** Opening SUPPLIED TEXT block **

LASIK Surgery
Imagine being able to see your alarm clock clearly when you wake up in the morning. For patients with myopia, or nearsightedness, this idea is a dream, not the reality. To see the world around them they are dependent upon glasses or contacts -- sometimes multiple pairs if they struggle with seeing things close up as well as far away.
Or rather, this idea was a dream until the development of LASIK surgery, a revolution just as remarkable in the eyes of many as the development of bifocals. For some patients, the surgery has been described as life-changing because of the way it freed them from having to carry their contact lens cases on long business trips or worrying about contacts and glasses while playing sports. It even enabled some patients to join areas of military service from which they would otherwise be barred because of a lack of 20/20 vision. In contrast, others have described the surgery as life-changing in a negative fashion because they felt they were 'pushed' to get the surgery by ophthalmologists, and ill-informed of the risks, such as celebrity Kathy Griffith, an outspoken opponent of the surgery because of her postoperative complications (LASIK Commentary, 2011, Kathy Griffin).

** Closing SUPPLIED TEXT block **
** Opening LISTED RECORDS block **

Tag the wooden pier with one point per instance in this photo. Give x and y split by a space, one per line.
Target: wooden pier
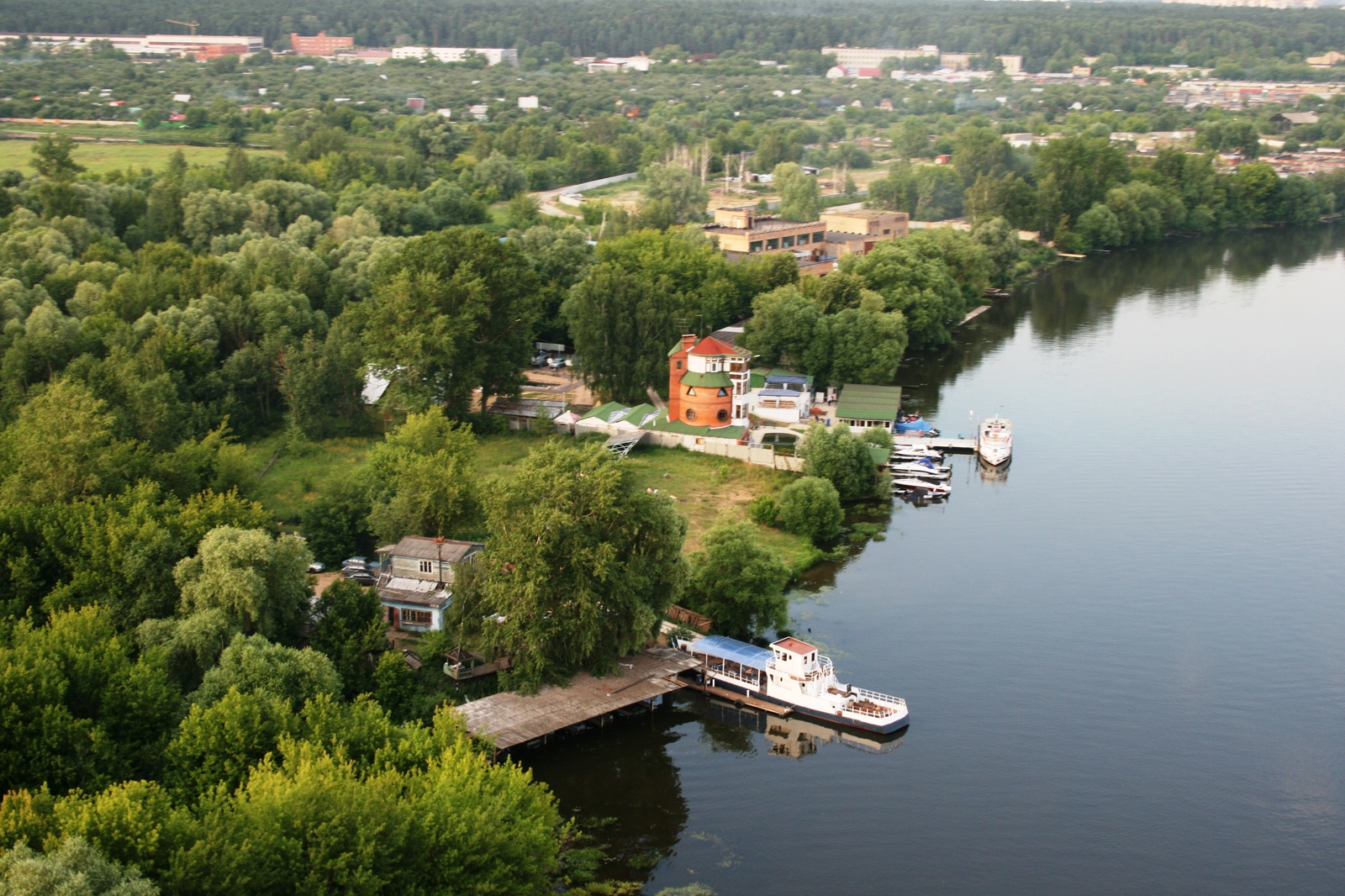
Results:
942 443
517 719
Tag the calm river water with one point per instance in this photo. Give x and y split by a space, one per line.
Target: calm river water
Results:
1125 661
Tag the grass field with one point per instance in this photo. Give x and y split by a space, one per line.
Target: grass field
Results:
708 490
107 156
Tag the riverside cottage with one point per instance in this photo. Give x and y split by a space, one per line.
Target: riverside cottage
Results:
416 582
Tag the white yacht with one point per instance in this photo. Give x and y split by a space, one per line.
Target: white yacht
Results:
923 470
925 486
915 452
995 444
790 673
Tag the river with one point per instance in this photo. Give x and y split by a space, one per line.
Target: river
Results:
1125 660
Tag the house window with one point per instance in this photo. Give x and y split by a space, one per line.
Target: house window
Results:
417 618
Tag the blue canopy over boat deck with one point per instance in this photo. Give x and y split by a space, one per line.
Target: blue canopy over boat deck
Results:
737 651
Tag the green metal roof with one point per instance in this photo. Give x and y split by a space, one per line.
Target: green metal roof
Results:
663 424
605 410
869 403
706 381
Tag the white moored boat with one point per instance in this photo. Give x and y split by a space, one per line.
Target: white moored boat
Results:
915 452
995 444
923 486
790 673
921 470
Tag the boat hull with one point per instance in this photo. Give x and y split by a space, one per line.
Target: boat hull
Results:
887 728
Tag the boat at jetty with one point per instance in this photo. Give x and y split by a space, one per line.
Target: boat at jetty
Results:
925 488
995 444
920 468
791 674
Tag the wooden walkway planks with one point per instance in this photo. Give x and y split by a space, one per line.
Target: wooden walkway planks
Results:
517 719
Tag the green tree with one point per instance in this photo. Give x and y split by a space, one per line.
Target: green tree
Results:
221 741
51 158
582 561
257 580
811 508
1075 172
73 869
800 198
683 192
841 458
77 708
979 150
256 667
424 479
622 326
865 345
737 582
916 280
451 314
350 630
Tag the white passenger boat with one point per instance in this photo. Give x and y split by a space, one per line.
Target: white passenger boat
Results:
921 470
995 444
790 673
926 486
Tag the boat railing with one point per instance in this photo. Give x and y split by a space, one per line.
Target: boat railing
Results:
884 704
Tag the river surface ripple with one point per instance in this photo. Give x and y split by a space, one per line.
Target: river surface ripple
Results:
1125 660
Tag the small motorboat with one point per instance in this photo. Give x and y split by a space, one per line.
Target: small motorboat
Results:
915 452
921 470
931 488
995 443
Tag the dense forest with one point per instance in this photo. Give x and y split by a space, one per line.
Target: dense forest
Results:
1042 34
181 710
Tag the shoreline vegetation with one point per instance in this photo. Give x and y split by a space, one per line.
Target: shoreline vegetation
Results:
187 323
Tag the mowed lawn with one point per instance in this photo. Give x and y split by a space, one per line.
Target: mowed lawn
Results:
108 156
708 490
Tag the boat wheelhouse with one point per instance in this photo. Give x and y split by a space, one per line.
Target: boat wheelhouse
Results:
793 673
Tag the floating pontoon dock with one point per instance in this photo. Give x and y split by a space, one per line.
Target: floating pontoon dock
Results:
517 719
938 441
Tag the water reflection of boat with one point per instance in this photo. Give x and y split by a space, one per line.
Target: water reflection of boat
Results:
795 736
793 674
990 472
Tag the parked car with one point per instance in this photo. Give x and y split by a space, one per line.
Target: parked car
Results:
362 576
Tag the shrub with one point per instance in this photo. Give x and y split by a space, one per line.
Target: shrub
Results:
811 508
764 510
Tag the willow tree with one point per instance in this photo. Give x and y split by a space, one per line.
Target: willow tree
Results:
580 564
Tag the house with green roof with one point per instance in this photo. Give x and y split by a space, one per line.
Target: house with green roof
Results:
864 407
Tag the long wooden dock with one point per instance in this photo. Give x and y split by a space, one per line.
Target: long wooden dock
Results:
517 719
939 441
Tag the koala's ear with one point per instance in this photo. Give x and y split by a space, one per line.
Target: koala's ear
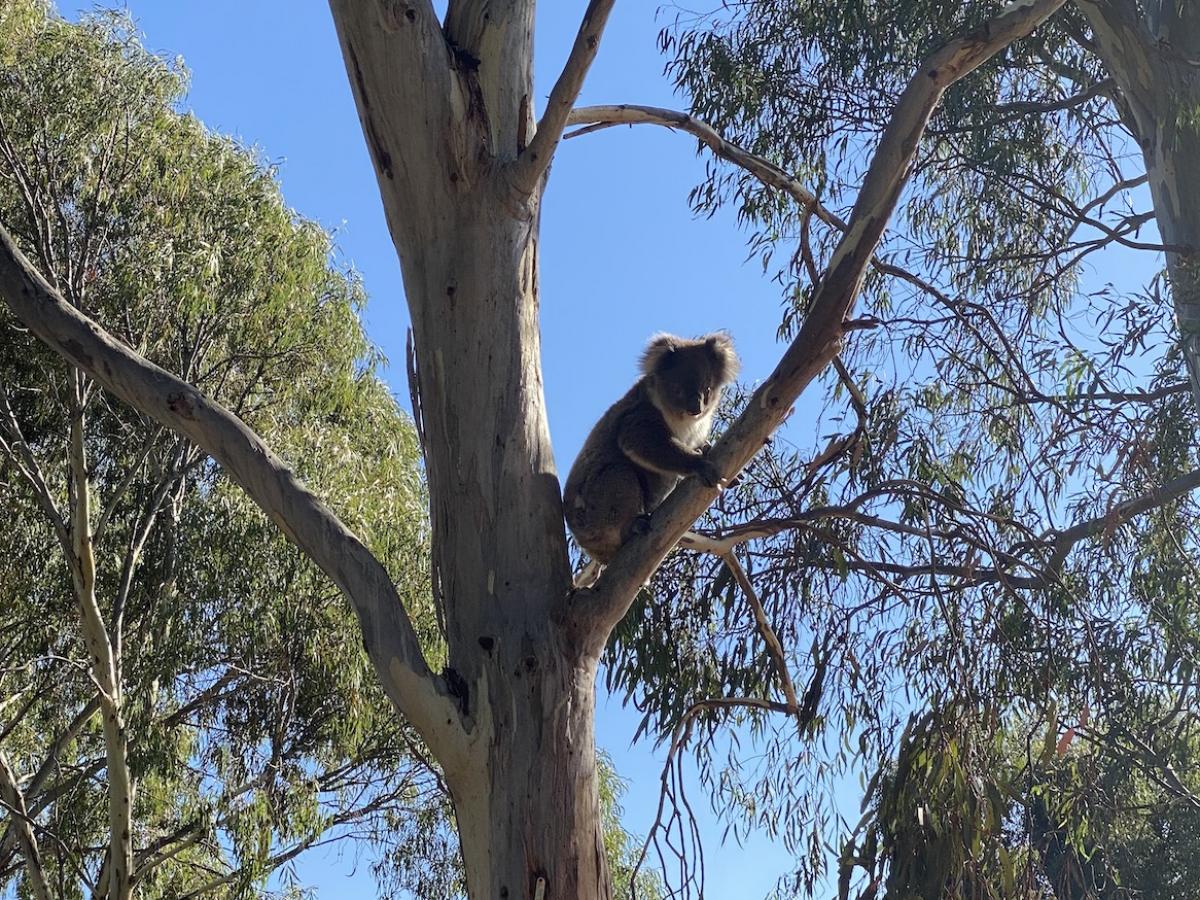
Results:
720 345
660 347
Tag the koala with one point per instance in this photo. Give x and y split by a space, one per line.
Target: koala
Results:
648 441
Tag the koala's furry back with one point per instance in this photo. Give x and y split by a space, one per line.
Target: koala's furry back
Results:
605 490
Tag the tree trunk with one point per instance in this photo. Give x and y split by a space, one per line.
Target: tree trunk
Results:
526 791
448 115
1171 149
528 807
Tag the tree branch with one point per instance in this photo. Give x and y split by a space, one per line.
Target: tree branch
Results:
595 611
13 798
774 648
534 160
387 630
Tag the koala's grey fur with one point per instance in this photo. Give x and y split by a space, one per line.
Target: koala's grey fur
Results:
647 441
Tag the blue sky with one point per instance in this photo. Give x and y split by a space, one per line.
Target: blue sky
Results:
622 257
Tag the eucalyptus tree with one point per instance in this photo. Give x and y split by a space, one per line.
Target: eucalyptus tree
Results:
180 714
448 111
978 574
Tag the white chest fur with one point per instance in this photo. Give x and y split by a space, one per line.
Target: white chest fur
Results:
691 431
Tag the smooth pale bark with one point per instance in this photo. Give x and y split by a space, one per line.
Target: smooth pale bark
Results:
22 825
463 211
117 876
1153 54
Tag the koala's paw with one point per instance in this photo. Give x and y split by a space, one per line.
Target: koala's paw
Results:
708 473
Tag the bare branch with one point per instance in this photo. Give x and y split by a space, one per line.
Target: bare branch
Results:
13 445
774 648
534 160
387 630
762 169
819 341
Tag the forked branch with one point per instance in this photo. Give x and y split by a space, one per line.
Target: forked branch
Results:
534 160
594 612
387 630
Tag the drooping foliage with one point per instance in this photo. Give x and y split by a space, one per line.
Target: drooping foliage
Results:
256 727
977 533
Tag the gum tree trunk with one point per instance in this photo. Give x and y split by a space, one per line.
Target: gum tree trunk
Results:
465 219
1152 54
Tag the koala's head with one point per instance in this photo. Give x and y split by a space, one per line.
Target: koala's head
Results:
688 376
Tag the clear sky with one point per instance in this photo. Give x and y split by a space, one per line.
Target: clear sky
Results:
622 257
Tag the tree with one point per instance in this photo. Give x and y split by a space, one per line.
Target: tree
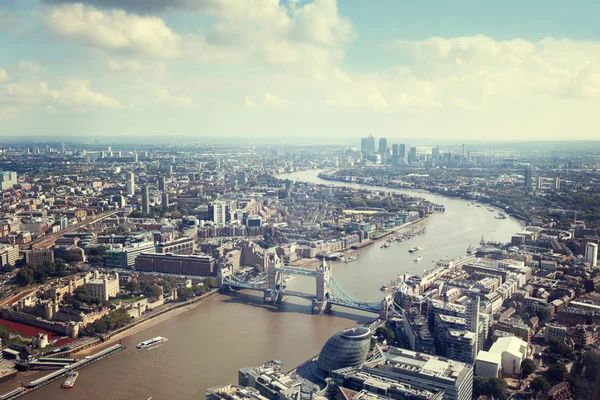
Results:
557 373
185 293
544 316
540 384
4 337
558 347
527 367
386 333
490 387
154 291
211 282
133 287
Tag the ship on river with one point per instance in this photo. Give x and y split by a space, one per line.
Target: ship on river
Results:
70 381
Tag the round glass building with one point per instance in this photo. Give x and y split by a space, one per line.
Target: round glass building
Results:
347 348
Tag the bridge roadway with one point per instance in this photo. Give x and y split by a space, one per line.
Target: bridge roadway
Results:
49 240
356 305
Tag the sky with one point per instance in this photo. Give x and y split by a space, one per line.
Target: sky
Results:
447 70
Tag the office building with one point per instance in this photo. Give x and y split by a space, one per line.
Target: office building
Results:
453 341
9 254
422 371
472 321
8 179
219 213
367 145
591 254
382 145
402 153
124 257
242 177
198 265
146 200
131 184
103 287
505 357
185 245
347 348
556 185
39 256
412 155
527 181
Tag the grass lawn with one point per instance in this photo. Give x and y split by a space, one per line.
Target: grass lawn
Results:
131 299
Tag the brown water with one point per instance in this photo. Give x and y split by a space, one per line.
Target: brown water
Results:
207 345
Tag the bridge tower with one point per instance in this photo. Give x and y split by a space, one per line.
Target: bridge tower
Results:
320 303
274 280
386 303
222 273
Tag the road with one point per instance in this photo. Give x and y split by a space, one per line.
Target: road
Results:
49 240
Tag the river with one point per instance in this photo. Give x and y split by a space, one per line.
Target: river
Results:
208 344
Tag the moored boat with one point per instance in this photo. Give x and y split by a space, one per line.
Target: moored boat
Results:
151 342
70 381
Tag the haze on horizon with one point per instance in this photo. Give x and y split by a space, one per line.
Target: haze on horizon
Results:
310 68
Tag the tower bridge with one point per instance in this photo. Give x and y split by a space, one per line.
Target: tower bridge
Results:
329 292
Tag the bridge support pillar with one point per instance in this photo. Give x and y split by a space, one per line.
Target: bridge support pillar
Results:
269 297
320 307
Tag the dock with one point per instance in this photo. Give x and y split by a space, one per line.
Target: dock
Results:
65 365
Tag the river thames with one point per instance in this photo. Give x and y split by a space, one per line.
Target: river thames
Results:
208 344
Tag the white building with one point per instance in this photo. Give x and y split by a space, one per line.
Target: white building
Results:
8 254
131 184
505 355
103 287
219 210
8 179
591 254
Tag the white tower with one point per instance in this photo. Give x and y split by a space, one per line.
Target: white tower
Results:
131 184
591 254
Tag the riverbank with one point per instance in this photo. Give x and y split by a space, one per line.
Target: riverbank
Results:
143 324
516 215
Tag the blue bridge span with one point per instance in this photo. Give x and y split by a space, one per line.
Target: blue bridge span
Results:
329 292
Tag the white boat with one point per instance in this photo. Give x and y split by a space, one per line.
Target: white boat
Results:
151 342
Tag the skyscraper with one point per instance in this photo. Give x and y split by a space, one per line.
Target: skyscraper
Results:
131 184
472 321
370 144
146 200
591 254
412 155
382 145
556 184
219 213
527 179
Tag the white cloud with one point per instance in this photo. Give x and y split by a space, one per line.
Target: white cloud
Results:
261 30
113 30
78 93
128 65
28 66
8 112
163 96
73 93
267 100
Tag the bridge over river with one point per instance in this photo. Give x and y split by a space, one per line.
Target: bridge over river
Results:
329 292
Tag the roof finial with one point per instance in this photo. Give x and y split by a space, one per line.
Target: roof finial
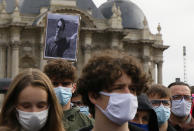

** Closing LISTED RECORDS block **

**EXERCISES TO COMPLETE:**
A) In the LASIK passage, what did the surgery make it possible for some patients to join?
B) Please sum up the LASIK passage in two sentences.
C) Write the next part of the LASIK passage, picking up after its final sentence.

**RESPONSES TO THE EXERCISE:**
A) Areas of military service they would otherwise have been barred from for lacking 20/20 vision.

B) LASIK surgery offered people with myopia, who otherwise depend on glasses or contacts, a way to see clearly without them, and some patients have called it life-changing for the freedom it gave them, including entry into military service. Others have called it life-changing in a negative way, saying they felt pushed into the surgery by ophthalmologists and were poorly informed of risks such as postoperative complications.

C)
Yet LASIK has certainly proved to be a life-changing surgery for some individuals who need 20/20 vision to perform their work, such as Air Force pilots. The U.S. Air Force felt confident enough to discontinue its policy prohibiting individuals who had undergone LASIK surgery from flight training and navigator training in 2011. "Under the old policy, a select-few pilots and navigators who had already graduated from flight training could apply to have the surgery and become part of an on-going study group" (Powers 2011). Eventually, this study found that good, successful surgical results were sound enough to allow patients to become pilots.
What is it?
LASIK is the acronym for "laser-assisted in situ keratomileusis" (Goldstein 2010). LASIK surgery is a type of surgery conducted on the human eye to correct deficiencies in vision. The human eye is not unlike a camera: "The cornea is a part of the eye that helps focus light to create an image on the retina" (LASIK, 2011, FDA). The cornea or lens is often imperfect in shape and contains refractive errors, causing vision problems such as "myopia, hyperopia and astigmatism" or combinations of these conditions (LASIK, 2011, FDA). Until the development of LASIK, glasses or contact lenses were the only ways to compensate for the eye's imperfections. But through LASIK surgery, the "precise and controlled removal of corneal tissue by a special laser reshapes the cornea, changing its focusing power" (LASIK, 2011, FDA).